Work instruction ▸
What lines in the following entries hold the word "wire"? Copy each one.

Study material ▸
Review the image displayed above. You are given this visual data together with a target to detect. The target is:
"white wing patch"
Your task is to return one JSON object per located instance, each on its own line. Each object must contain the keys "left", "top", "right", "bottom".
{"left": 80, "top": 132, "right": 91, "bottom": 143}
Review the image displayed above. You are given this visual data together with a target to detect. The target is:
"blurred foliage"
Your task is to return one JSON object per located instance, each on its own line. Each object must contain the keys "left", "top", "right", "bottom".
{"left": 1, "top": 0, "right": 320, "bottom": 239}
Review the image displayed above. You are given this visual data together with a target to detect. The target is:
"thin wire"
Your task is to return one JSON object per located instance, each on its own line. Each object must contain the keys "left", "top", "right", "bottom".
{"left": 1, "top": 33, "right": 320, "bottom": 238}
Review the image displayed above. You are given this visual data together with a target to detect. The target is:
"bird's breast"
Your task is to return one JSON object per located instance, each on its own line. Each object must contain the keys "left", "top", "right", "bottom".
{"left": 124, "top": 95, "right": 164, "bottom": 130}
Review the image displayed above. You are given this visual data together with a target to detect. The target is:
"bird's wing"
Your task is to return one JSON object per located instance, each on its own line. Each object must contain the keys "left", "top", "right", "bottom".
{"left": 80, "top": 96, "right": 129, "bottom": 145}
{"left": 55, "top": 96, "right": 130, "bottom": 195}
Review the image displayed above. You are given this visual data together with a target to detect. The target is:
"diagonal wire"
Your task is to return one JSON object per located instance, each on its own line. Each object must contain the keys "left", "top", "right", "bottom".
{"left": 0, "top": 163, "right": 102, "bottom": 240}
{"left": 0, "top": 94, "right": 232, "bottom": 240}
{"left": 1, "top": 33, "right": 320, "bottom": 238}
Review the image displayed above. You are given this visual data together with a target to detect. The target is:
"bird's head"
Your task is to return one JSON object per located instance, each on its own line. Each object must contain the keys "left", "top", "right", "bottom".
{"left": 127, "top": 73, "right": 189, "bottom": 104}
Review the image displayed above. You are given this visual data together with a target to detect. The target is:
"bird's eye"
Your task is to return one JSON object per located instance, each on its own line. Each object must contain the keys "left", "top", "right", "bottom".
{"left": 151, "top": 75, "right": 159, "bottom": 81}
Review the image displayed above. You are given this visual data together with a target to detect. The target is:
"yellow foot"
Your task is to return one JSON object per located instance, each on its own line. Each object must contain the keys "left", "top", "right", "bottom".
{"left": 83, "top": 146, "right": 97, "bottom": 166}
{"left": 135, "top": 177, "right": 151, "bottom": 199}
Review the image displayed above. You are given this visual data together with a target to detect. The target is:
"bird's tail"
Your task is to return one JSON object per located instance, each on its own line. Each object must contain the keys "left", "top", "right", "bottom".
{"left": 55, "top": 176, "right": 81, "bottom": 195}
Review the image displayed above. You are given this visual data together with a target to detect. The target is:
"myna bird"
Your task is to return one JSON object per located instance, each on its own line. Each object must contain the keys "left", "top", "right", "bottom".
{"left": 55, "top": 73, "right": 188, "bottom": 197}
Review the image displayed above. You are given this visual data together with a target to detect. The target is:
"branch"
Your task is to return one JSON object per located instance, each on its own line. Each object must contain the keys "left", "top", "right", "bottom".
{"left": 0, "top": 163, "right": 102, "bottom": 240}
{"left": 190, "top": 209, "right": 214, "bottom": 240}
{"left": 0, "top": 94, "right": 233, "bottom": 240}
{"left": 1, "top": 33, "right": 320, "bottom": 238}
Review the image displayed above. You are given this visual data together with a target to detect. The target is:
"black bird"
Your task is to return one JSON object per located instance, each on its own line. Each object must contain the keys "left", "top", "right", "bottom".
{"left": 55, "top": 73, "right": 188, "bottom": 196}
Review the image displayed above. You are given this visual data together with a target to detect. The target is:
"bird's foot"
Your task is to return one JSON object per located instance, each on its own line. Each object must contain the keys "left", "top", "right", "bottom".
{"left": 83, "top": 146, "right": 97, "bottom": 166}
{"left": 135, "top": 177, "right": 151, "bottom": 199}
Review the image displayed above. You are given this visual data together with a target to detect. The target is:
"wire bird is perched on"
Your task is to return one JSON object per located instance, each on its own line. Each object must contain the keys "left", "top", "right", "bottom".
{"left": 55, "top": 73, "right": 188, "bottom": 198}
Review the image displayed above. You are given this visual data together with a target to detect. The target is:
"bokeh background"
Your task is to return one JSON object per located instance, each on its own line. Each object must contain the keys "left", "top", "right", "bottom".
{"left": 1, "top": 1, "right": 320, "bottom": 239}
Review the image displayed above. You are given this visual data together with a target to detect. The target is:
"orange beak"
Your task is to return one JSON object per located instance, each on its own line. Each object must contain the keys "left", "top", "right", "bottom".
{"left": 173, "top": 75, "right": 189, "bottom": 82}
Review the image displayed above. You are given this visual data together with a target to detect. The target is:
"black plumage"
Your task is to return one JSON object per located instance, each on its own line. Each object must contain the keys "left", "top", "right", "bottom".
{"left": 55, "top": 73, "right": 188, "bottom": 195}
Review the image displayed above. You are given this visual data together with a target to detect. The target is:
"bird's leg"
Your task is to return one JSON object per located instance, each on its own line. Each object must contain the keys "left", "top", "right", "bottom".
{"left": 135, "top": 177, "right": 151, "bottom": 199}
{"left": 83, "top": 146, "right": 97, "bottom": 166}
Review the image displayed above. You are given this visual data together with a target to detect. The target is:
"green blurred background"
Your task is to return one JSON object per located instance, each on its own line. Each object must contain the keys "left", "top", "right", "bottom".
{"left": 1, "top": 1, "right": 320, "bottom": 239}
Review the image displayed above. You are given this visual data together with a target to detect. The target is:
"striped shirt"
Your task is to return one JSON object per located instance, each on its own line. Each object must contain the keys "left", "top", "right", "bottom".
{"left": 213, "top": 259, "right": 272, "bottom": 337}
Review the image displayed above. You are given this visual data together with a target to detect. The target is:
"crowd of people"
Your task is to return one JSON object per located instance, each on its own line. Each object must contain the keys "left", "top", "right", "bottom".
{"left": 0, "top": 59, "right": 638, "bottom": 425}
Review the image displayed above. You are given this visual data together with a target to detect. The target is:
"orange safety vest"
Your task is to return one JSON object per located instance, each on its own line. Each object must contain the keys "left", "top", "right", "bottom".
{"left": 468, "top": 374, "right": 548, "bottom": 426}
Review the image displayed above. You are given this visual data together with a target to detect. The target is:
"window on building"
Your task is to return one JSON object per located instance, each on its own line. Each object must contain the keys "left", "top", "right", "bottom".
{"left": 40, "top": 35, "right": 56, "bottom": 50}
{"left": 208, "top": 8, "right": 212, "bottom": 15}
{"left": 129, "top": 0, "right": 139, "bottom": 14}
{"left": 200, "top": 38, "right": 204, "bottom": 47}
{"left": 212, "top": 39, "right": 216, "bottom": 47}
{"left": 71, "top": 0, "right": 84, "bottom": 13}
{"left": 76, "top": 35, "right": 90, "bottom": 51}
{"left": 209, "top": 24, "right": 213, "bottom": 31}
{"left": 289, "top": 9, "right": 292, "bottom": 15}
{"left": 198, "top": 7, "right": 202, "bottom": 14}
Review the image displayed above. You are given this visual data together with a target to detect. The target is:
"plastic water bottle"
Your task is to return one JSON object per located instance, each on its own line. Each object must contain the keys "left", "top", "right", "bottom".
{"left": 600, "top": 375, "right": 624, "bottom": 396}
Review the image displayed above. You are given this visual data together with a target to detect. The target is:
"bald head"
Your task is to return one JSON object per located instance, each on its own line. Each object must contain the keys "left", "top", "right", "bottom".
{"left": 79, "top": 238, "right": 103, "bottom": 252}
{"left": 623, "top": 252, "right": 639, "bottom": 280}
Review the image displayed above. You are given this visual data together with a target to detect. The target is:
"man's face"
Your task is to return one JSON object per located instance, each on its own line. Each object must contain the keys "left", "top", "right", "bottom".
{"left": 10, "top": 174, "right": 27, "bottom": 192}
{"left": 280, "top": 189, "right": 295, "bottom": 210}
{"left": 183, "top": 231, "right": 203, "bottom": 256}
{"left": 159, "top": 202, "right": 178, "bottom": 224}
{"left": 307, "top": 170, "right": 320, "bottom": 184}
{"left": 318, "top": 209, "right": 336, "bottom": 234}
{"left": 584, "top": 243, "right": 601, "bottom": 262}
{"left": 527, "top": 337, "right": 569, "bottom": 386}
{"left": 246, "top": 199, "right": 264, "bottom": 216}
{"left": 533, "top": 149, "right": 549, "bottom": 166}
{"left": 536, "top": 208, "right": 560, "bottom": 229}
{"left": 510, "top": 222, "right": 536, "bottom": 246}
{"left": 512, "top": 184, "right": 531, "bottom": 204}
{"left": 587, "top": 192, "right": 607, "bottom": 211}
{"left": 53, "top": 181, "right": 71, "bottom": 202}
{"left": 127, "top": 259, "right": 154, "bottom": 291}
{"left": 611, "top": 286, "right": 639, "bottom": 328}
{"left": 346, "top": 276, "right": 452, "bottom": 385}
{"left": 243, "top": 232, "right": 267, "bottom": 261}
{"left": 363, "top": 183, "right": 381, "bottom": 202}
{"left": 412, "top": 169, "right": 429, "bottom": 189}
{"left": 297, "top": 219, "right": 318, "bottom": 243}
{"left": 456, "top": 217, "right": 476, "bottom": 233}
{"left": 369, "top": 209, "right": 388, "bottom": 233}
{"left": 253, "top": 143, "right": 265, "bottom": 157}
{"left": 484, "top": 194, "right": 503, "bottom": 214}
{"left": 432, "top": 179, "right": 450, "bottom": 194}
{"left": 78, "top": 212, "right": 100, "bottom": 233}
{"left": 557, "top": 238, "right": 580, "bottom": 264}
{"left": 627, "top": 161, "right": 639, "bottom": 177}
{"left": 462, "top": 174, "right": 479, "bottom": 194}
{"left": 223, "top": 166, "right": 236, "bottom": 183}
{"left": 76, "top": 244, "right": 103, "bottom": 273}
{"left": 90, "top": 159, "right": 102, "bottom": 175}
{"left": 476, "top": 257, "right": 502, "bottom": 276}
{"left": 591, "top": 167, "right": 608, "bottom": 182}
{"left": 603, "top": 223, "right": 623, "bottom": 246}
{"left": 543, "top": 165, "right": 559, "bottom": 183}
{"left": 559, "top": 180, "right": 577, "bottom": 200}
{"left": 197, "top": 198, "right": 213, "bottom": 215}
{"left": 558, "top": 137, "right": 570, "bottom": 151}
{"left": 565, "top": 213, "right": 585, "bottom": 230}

Answer space ▸
"thin wire"
"diagonal wire"
"wire bird is perched on"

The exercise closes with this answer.